◆ Given task ◆
Please write out, word for word, the stretch of the Choy family history from "(Allen's Great Grandfather)" through "area of Noygu.".

-- From 1857 to the Present --

Allen Choy & Sons is a first generation diversified family business of restaurants, refrigeration, HVAC, appliance and  geothermal sales and service, petroleum sales, agricultural land and cattle production.

1857 California Gold Rush: Choy Yet Jak (Great, Great, Great, Great, Grandfather)
(Allen's Great Grandfather)

As the first known Choy of our family, the great land owner and trader Choy Yet Jak arrived in San Francisco in 1857 during the end of the California Gold Rush of 1849 on a slow junk from China to seek his fortune. It took an arduous 6 months of sea travel each way as the junk blew back to Japan to start the journey over again.

Beginning work as a miner, he bought a donkey to trade gold, gloves and mining supplies before returning to China as gold prospecting ran out.

Choy Yet Jak never returned to North America again, but instead hired the strongest bamboo spear-thrower to stake land in the Chinese land competition process, eventually buying and acquiring over 13 sections of land in the area of Noygu.

1910 Humble Beginnings: Henry Choy (Allen's Father)

◆ Material provided ◆
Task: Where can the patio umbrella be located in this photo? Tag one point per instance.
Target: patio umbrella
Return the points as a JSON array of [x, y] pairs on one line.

◆ Answer below ◆
(Allen's Great Grandfather)

As the first known Choy of our family, the great land owner and trader Choy Yet Jak arrived in San Francisco in 1857 during the end of the California Gold Rush of 1849 on a slow junk from China to seek his fortune. It took an arduous 6 months of sea travel each way as the junk blew back to Japan to start the journey over again.

Beginning work as a miner, he bought a donkey to trade gold, gloves and mining supplies before returning to China as gold prospecting ran out.

Choy Yet Jak never returned to North America again, but instead hired the strongest bamboo spear-thrower to stake land in the Chinese land competition process, eventually buying and acquiring over 13 sections of land in the area of Noygu.